Mit der letzten Startnummer 89 bezwang William Flaherty die schwer zu befahrende Piste beim olympischen Riesentorlauf in Peking und landete schließlich auf dem respektablen 40. Platz. Eine großartige Leistung, die jedoch nicht mit dem zu vergleichen ist, was der erst 17-Jährige in seinem bisherigen Leben schon zu bezwingen hatte.
Mit nur drei Jahren entdeckte Flahertys Mutter einen gelben Punkt im Auge ihres Sohnes und wusste sofort, dass etwas nicht stimmte. "Ich hoffe, es ist nicht Krebs", sollte sie damals sagen. "Betet für Krebs", war die Antwort der Doktoren. William wurde mit einer seltenen Krankheit namens hämophagozytische Lymphohistiozytose diagnostiziert, bei der das Immunsystem die eigenen Organe angreift. Die Chance, zu überleben, betrug zehn Prozent.
Flaherty nutzte diese Chance - auch dank seines älteren Bruders Charles. Dank dessen Knochenmarkspende und zahlreichen Chemotherapien besiegte William die Krankheit und stand wenige Monate später erstmals auf Skiern. Um diese Zeit herum übersiedelte Flahertys Familie aus den USA nach Puerto Rico, wo sie bis heute lebt. "Ich kann mich nicht einmal mehr an die USA erinnern", meint William.

AUFGABEN:
(1) Geben Sie den Abschnitt aus dem Text über William Flaherty wörtlich wieder, der mit den Worten „Mit nur drei“ beginnt und nach den Worten „betrug zehn Prozent.“ endet.
(2) Fassen Sie den Lesetext über William Flaherty in zwei Sätzen zusammen.
Die Daten werden hierfür nicht benötigt.

AUSGANGSDATEN:
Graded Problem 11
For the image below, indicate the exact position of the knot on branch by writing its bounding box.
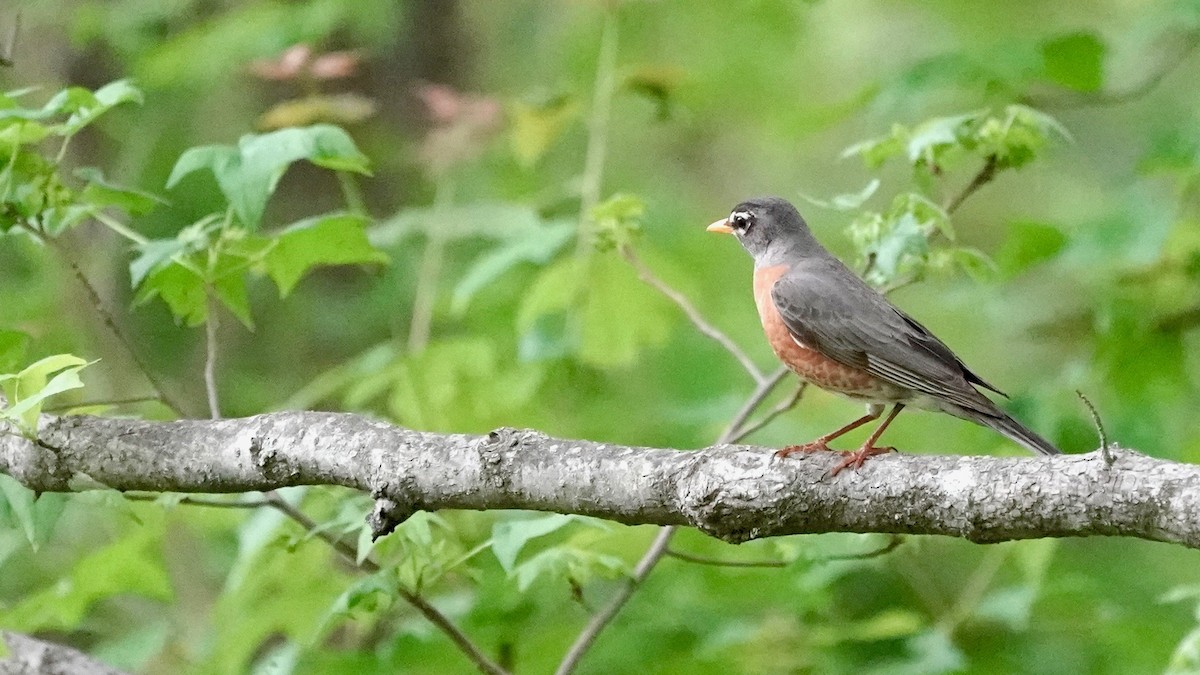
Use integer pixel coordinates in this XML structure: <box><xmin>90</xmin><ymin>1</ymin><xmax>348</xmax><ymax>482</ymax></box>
<box><xmin>678</xmin><ymin>448</ymin><xmax>793</xmax><ymax>544</ymax></box>
<box><xmin>250</xmin><ymin>434</ymin><xmax>296</xmax><ymax>483</ymax></box>
<box><xmin>367</xmin><ymin>483</ymin><xmax>418</xmax><ymax>542</ymax></box>
<box><xmin>475</xmin><ymin>426</ymin><xmax>548</xmax><ymax>490</ymax></box>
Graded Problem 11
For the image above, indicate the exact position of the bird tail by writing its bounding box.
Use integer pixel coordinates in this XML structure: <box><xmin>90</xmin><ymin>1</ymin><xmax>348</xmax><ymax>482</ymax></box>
<box><xmin>974</xmin><ymin>410</ymin><xmax>1062</xmax><ymax>455</ymax></box>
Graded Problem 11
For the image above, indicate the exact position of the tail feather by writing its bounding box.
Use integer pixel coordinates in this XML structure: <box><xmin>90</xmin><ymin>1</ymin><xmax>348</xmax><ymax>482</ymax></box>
<box><xmin>972</xmin><ymin>410</ymin><xmax>1062</xmax><ymax>455</ymax></box>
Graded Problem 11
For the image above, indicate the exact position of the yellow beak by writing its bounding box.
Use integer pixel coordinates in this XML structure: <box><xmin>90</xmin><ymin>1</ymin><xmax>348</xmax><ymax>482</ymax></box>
<box><xmin>704</xmin><ymin>217</ymin><xmax>733</xmax><ymax>234</ymax></box>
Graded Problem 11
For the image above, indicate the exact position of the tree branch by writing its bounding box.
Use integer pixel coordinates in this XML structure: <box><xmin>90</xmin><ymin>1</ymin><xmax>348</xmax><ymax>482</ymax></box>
<box><xmin>0</xmin><ymin>412</ymin><xmax>1200</xmax><ymax>548</ymax></box>
<box><xmin>620</xmin><ymin>246</ymin><xmax>767</xmax><ymax>384</ymax></box>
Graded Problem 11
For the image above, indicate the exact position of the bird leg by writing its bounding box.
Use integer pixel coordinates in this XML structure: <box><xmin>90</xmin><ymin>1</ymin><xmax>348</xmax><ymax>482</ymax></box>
<box><xmin>829</xmin><ymin>404</ymin><xmax>904</xmax><ymax>476</ymax></box>
<box><xmin>775</xmin><ymin>406</ymin><xmax>895</xmax><ymax>458</ymax></box>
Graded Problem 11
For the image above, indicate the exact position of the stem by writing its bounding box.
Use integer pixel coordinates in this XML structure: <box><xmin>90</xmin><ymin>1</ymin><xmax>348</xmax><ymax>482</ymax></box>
<box><xmin>716</xmin><ymin>366</ymin><xmax>788</xmax><ymax>443</ymax></box>
<box><xmin>39</xmin><ymin>228</ymin><xmax>187</xmax><ymax>417</ymax></box>
<box><xmin>554</xmin><ymin>368</ymin><xmax>787</xmax><ymax>675</ymax></box>
<box><xmin>335</xmin><ymin>171</ymin><xmax>367</xmax><ymax>216</ymax></box>
<box><xmin>576</xmin><ymin>11</ymin><xmax>617</xmax><ymax>255</ymax></box>
<box><xmin>408</xmin><ymin>177</ymin><xmax>454</xmax><ymax>354</ymax></box>
<box><xmin>265</xmin><ymin>491</ymin><xmax>508</xmax><ymax>675</ymax></box>
<box><xmin>937</xmin><ymin>546</ymin><xmax>1008</xmax><ymax>635</ymax></box>
<box><xmin>620</xmin><ymin>246</ymin><xmax>766</xmax><ymax>384</ymax></box>
<box><xmin>942</xmin><ymin>155</ymin><xmax>997</xmax><ymax>215</ymax></box>
<box><xmin>666</xmin><ymin>549</ymin><xmax>790</xmax><ymax>567</ymax></box>
<box><xmin>204</xmin><ymin>288</ymin><xmax>221</xmax><ymax>419</ymax></box>
<box><xmin>554</xmin><ymin>525</ymin><xmax>677</xmax><ymax>675</ymax></box>
<box><xmin>730</xmin><ymin>382</ymin><xmax>809</xmax><ymax>443</ymax></box>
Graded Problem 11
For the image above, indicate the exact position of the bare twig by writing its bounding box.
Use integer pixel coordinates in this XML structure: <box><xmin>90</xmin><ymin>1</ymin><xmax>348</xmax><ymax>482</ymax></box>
<box><xmin>666</xmin><ymin>549</ymin><xmax>791</xmax><ymax>568</ymax></box>
<box><xmin>42</xmin><ymin>394</ymin><xmax>162</xmax><ymax>413</ymax></box>
<box><xmin>716</xmin><ymin>366</ymin><xmax>788</xmax><ymax>443</ymax></box>
<box><xmin>408</xmin><ymin>175</ymin><xmax>455</xmax><ymax>354</ymax></box>
<box><xmin>204</xmin><ymin>288</ymin><xmax>221</xmax><ymax>419</ymax></box>
<box><xmin>554</xmin><ymin>526</ymin><xmax>678</xmax><ymax>675</ymax></box>
<box><xmin>0</xmin><ymin>10</ymin><xmax>20</xmax><ymax>67</ymax></box>
<box><xmin>942</xmin><ymin>155</ymin><xmax>998</xmax><ymax>215</ymax></box>
<box><xmin>265</xmin><ymin>491</ymin><xmax>508</xmax><ymax>675</ymax></box>
<box><xmin>730</xmin><ymin>382</ymin><xmax>809</xmax><ymax>443</ymax></box>
<box><xmin>575</xmin><ymin>10</ymin><xmax>617</xmax><ymax>253</ymax></box>
<box><xmin>814</xmin><ymin>534</ymin><xmax>904</xmax><ymax>562</ymax></box>
<box><xmin>41</xmin><ymin>234</ymin><xmax>187</xmax><ymax>416</ymax></box>
<box><xmin>125</xmin><ymin>492</ymin><xmax>274</xmax><ymax>509</ymax></box>
<box><xmin>620</xmin><ymin>246</ymin><xmax>766</xmax><ymax>383</ymax></box>
<box><xmin>1028</xmin><ymin>30</ymin><xmax>1200</xmax><ymax>108</ymax></box>
<box><xmin>554</xmin><ymin>368</ymin><xmax>787</xmax><ymax>675</ymax></box>
<box><xmin>1075</xmin><ymin>389</ymin><xmax>1116</xmax><ymax>466</ymax></box>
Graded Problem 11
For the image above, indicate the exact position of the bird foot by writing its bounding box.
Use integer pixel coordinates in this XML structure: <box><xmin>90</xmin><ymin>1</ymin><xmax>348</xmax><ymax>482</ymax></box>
<box><xmin>829</xmin><ymin>446</ymin><xmax>895</xmax><ymax>476</ymax></box>
<box><xmin>775</xmin><ymin>438</ymin><xmax>834</xmax><ymax>458</ymax></box>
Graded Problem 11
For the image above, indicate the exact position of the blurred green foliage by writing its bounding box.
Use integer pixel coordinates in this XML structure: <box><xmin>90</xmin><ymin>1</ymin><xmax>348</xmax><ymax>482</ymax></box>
<box><xmin>0</xmin><ymin>0</ymin><xmax>1200</xmax><ymax>673</ymax></box>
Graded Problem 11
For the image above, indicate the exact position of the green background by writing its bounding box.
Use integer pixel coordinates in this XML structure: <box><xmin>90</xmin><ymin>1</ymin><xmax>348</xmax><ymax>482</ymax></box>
<box><xmin>0</xmin><ymin>0</ymin><xmax>1200</xmax><ymax>673</ymax></box>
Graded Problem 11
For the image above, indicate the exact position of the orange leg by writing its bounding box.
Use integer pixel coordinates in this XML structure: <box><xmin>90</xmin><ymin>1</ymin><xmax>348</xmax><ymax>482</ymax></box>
<box><xmin>829</xmin><ymin>404</ymin><xmax>904</xmax><ymax>476</ymax></box>
<box><xmin>775</xmin><ymin>407</ymin><xmax>895</xmax><ymax>458</ymax></box>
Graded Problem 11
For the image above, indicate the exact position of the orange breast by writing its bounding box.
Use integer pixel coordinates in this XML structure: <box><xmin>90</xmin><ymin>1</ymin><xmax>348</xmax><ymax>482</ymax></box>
<box><xmin>754</xmin><ymin>265</ymin><xmax>892</xmax><ymax>400</ymax></box>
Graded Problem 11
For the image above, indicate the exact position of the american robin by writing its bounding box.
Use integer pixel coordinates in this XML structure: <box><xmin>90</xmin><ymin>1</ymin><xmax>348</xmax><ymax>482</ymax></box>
<box><xmin>708</xmin><ymin>197</ymin><xmax>1060</xmax><ymax>474</ymax></box>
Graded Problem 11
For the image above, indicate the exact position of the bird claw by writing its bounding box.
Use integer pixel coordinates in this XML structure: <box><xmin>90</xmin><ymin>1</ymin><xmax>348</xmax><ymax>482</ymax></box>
<box><xmin>829</xmin><ymin>447</ymin><xmax>895</xmax><ymax>476</ymax></box>
<box><xmin>775</xmin><ymin>438</ymin><xmax>834</xmax><ymax>458</ymax></box>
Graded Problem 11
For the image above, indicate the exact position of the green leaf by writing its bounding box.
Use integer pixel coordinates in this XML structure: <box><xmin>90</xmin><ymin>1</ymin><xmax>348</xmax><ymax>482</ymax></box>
<box><xmin>264</xmin><ymin>214</ymin><xmax>388</xmax><ymax>297</ymax></box>
<box><xmin>514</xmin><ymin>545</ymin><xmax>629</xmax><ymax>592</ymax></box>
<box><xmin>450</xmin><ymin>221</ymin><xmax>576</xmax><ymax>315</ymax></box>
<box><xmin>0</xmin><ymin>330</ymin><xmax>30</xmax><ymax>372</ymax></box>
<box><xmin>46</xmin><ymin>79</ymin><xmax>143</xmax><ymax>136</ymax></box>
<box><xmin>2</xmin><ymin>354</ymin><xmax>89</xmax><ymax>430</ymax></box>
<box><xmin>517</xmin><ymin>257</ymin><xmax>586</xmax><ymax>333</ymax></box>
<box><xmin>134</xmin><ymin>263</ymin><xmax>209</xmax><ymax>327</ymax></box>
<box><xmin>492</xmin><ymin>513</ymin><xmax>575</xmax><ymax>569</ymax></box>
<box><xmin>905</xmin><ymin>110</ymin><xmax>986</xmax><ymax>167</ymax></box>
<box><xmin>0</xmin><ymin>354</ymin><xmax>90</xmax><ymax>434</ymax></box>
<box><xmin>1042</xmin><ymin>32</ymin><xmax>1105</xmax><ymax>91</ymax></box>
<box><xmin>510</xmin><ymin>96</ymin><xmax>580</xmax><ymax>168</ymax></box>
<box><xmin>996</xmin><ymin>221</ymin><xmax>1067</xmax><ymax>276</ymax></box>
<box><xmin>841</xmin><ymin>125</ymin><xmax>908</xmax><ymax>168</ymax></box>
<box><xmin>167</xmin><ymin>124</ymin><xmax>371</xmax><ymax>229</ymax></box>
<box><xmin>580</xmin><ymin>256</ymin><xmax>671</xmax><ymax>368</ymax></box>
<box><xmin>800</xmin><ymin>178</ymin><xmax>880</xmax><ymax>211</ymax></box>
<box><xmin>0</xmin><ymin>525</ymin><xmax>172</xmax><ymax>632</ymax></box>
<box><xmin>130</xmin><ymin>237</ymin><xmax>190</xmax><ymax>288</ymax></box>
<box><xmin>74</xmin><ymin>167</ymin><xmax>166</xmax><ymax>215</ymax></box>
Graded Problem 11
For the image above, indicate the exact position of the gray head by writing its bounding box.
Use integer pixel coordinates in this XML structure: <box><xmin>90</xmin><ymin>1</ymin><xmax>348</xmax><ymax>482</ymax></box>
<box><xmin>708</xmin><ymin>197</ymin><xmax>829</xmax><ymax>267</ymax></box>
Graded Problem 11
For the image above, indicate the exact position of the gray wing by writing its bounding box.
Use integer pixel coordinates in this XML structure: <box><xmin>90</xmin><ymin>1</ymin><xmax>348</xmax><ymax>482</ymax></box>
<box><xmin>770</xmin><ymin>263</ymin><xmax>1003</xmax><ymax>414</ymax></box>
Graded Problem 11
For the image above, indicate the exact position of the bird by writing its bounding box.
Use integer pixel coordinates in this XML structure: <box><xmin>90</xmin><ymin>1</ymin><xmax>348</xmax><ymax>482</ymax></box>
<box><xmin>707</xmin><ymin>197</ymin><xmax>1061</xmax><ymax>476</ymax></box>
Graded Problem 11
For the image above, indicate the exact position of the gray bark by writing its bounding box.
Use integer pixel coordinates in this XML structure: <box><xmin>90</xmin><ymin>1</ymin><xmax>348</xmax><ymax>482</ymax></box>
<box><xmin>0</xmin><ymin>631</ymin><xmax>124</xmax><ymax>675</ymax></box>
<box><xmin>0</xmin><ymin>412</ymin><xmax>1200</xmax><ymax>548</ymax></box>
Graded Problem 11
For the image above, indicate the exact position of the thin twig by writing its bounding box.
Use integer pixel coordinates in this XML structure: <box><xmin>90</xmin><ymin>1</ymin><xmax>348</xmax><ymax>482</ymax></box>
<box><xmin>204</xmin><ymin>288</ymin><xmax>221</xmax><ymax>419</ymax></box>
<box><xmin>554</xmin><ymin>525</ymin><xmax>678</xmax><ymax>675</ymax></box>
<box><xmin>42</xmin><ymin>394</ymin><xmax>162</xmax><ymax>413</ymax></box>
<box><xmin>41</xmin><ymin>235</ymin><xmax>187</xmax><ymax>416</ymax></box>
<box><xmin>1030</xmin><ymin>30</ymin><xmax>1200</xmax><ymax>108</ymax></box>
<box><xmin>575</xmin><ymin>10</ymin><xmax>617</xmax><ymax>253</ymax></box>
<box><xmin>730</xmin><ymin>382</ymin><xmax>809</xmax><ymax>443</ymax></box>
<box><xmin>620</xmin><ymin>246</ymin><xmax>766</xmax><ymax>384</ymax></box>
<box><xmin>716</xmin><ymin>366</ymin><xmax>788</xmax><ymax>444</ymax></box>
<box><xmin>814</xmin><ymin>534</ymin><xmax>904</xmax><ymax>562</ymax></box>
<box><xmin>1075</xmin><ymin>389</ymin><xmax>1116</xmax><ymax>466</ymax></box>
<box><xmin>265</xmin><ymin>491</ymin><xmax>508</xmax><ymax>675</ymax></box>
<box><xmin>666</xmin><ymin>549</ymin><xmax>791</xmax><ymax>568</ymax></box>
<box><xmin>937</xmin><ymin>546</ymin><xmax>1008</xmax><ymax>635</ymax></box>
<box><xmin>125</xmin><ymin>492</ymin><xmax>274</xmax><ymax>509</ymax></box>
<box><xmin>554</xmin><ymin>368</ymin><xmax>787</xmax><ymax>675</ymax></box>
<box><xmin>942</xmin><ymin>155</ymin><xmax>998</xmax><ymax>215</ymax></box>
<box><xmin>408</xmin><ymin>175</ymin><xmax>455</xmax><ymax>354</ymax></box>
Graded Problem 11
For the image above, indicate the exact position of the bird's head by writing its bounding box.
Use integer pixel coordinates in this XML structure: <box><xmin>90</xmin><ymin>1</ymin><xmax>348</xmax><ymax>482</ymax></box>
<box><xmin>708</xmin><ymin>197</ymin><xmax>824</xmax><ymax>267</ymax></box>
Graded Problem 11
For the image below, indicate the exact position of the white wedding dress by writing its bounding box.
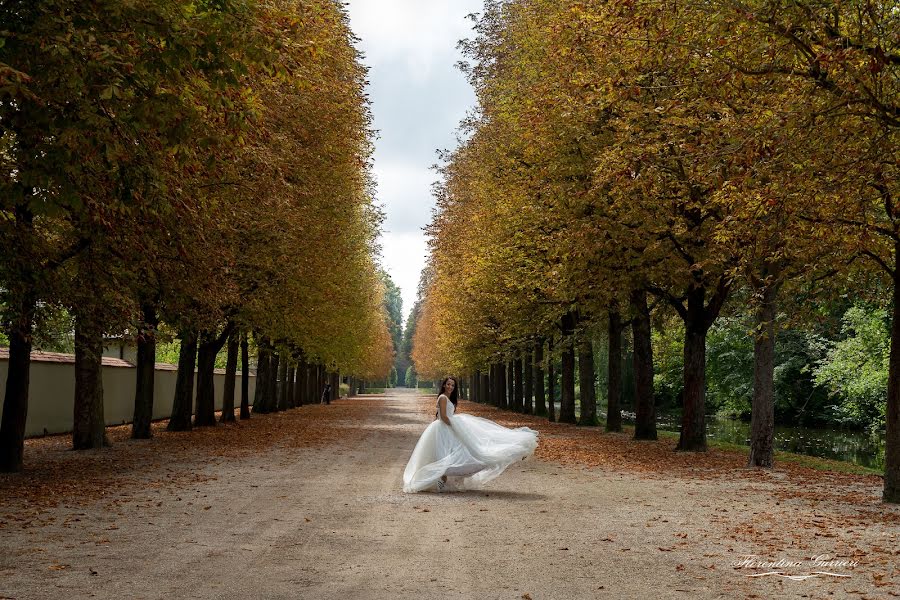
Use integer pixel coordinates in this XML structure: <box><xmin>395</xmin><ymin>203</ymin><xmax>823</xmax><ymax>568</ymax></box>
<box><xmin>403</xmin><ymin>400</ymin><xmax>538</xmax><ymax>493</ymax></box>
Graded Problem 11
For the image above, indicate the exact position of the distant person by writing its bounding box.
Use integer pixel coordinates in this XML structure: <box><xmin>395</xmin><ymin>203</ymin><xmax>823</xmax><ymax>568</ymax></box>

LÖSUNGEN:
(1)
Mit nur drei Jahren entdeckte Flahertys Mutter einen gelben Punkt im Auge ihres Sohnes und wusste sofort, dass etwas nicht stimmte. "Ich hoffe, es ist nicht Krebs", sollte sie damals sagen. "Betet für Krebs", war die Antwort der Doktoren. William wurde mit einer seltenen Krankheit namens hämophagozytische Lymphohistiozytose diagnostiziert, bei der das Immunsystem die eigenen Organe angreift. Die Chance, zu überleben, betrug zehn Prozent.

(2) Der 17-jährige William Flaherty belegte beim olympischen Riesentorlauf in Peking mit der Startnummer 89 den 40. Platz. Im Alter von drei Jahren war bei ihm eine seltene Krankheit mit einer Überlebenschance von zehn Prozent diagnostiziert worden, die er dank einer Knochenmarkspende seines Bruders Charles und zahlreicher Chemotherapien besiegte.